- **Data**
· · · ·
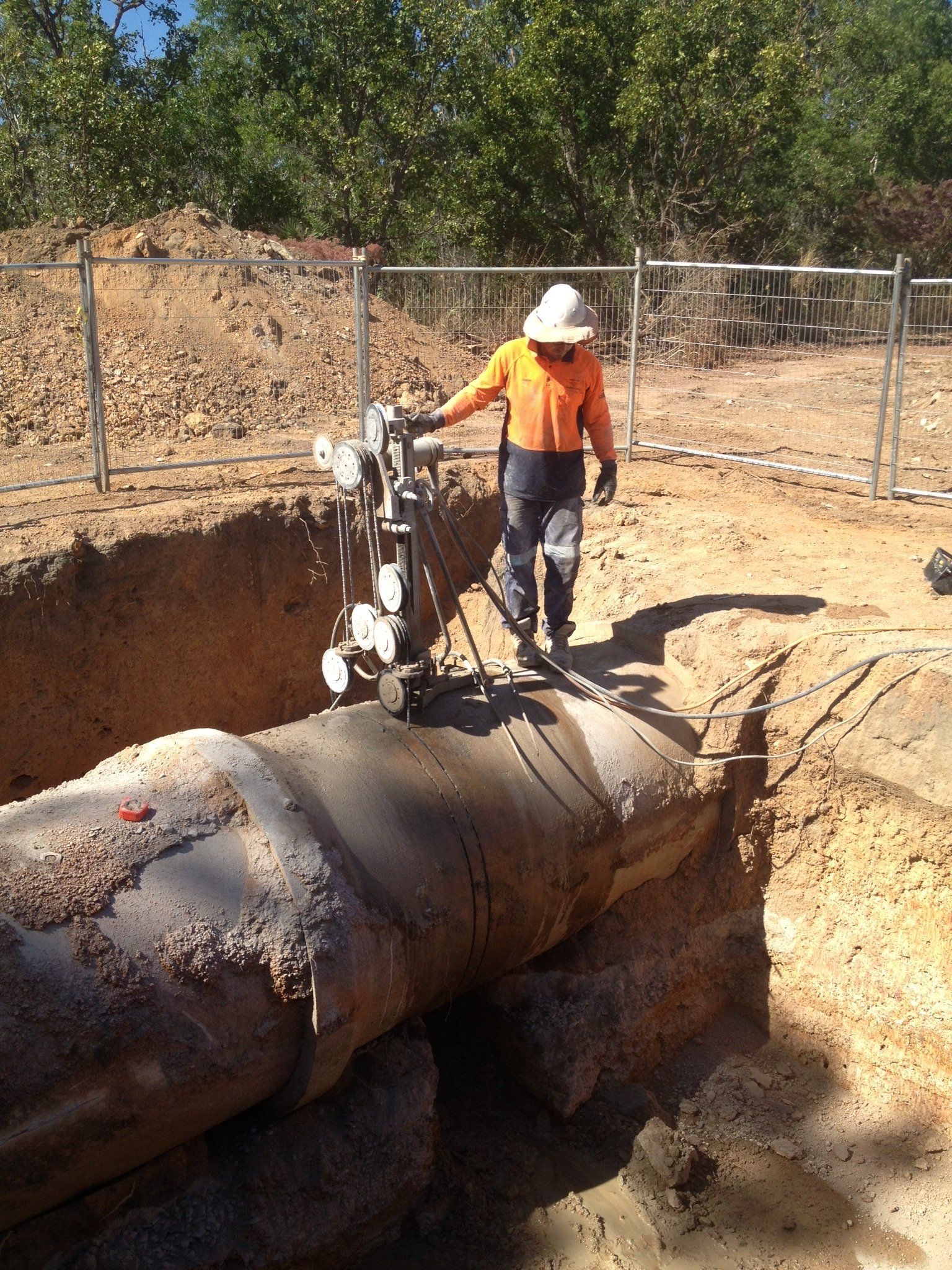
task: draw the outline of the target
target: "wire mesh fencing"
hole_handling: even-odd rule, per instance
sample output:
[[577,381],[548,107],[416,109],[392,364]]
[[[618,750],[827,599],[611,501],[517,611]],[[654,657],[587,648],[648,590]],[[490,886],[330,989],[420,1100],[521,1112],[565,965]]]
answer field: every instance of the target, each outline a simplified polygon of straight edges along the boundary
[[357,420],[354,273],[333,262],[95,262],[109,469],[310,455]]
[[637,444],[868,484],[895,271],[647,262]]
[[0,490],[93,475],[79,264],[0,265]]
[[[0,490],[298,460],[368,400],[442,405],[555,282],[600,319],[616,443],[952,495],[952,281],[887,269],[89,255],[0,267]],[[900,304],[901,298],[901,304]],[[636,338],[633,338],[636,333]],[[84,340],[85,337],[85,340]],[[904,382],[905,375],[905,382]],[[505,403],[447,433],[494,451]]]
[[[509,339],[523,333],[526,316],[556,282],[576,287],[599,315],[595,345],[612,408],[616,444],[623,446],[632,354],[633,267],[618,268],[413,268],[374,269],[380,278],[372,315],[386,306],[404,315],[404,338],[430,373],[423,381],[397,381],[381,364],[380,338],[369,329],[371,395],[400,400],[404,409],[443,405],[473,380]],[[376,305],[376,309],[374,309]],[[449,450],[496,450],[505,399],[471,415],[446,434]]]
[[909,284],[889,494],[952,500],[952,278]]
· · · ·
- **Given request**
Print every line of the material above verbatim, leaving the picture out.

- **Result for this task**
task: draw the outline of the target
target: "wire mesh fencing"
hole_handling: even-odd rule, per instance
sample output:
[[577,381],[548,107],[416,109],[392,364]]
[[[618,750],[827,599],[611,501],[517,611]],[[654,657],[587,648],[648,590]],[[490,886],[330,989],[420,1100],[521,1112],[565,965]]]
answer field: every instance of the target, each outline a simplified polygon of straight edges along the boundary
[[357,420],[354,273],[333,262],[95,262],[109,469],[310,455]]
[[637,444],[868,484],[895,271],[647,262]]
[[0,490],[93,475],[79,264],[0,265]]
[[[0,490],[298,460],[368,400],[442,405],[555,282],[600,319],[616,443],[952,495],[952,281],[887,269],[89,255],[0,267]],[[900,304],[901,298],[901,304]],[[636,338],[633,338],[636,333]],[[84,340],[85,337],[85,340]],[[904,382],[905,375],[905,382]],[[505,403],[447,433],[494,451]]]
[[[509,339],[523,333],[526,316],[556,282],[576,287],[599,315],[595,345],[612,408],[616,444],[623,446],[632,354],[633,267],[618,268],[413,268],[374,269],[380,278],[372,315],[386,306],[404,315],[404,338],[430,373],[423,381],[397,381],[381,364],[380,338],[369,329],[371,395],[400,400],[404,409],[443,405],[473,380]],[[376,305],[376,309],[374,309]],[[449,450],[496,450],[505,399],[471,415],[446,434]]]
[[909,284],[889,494],[952,500],[952,278]]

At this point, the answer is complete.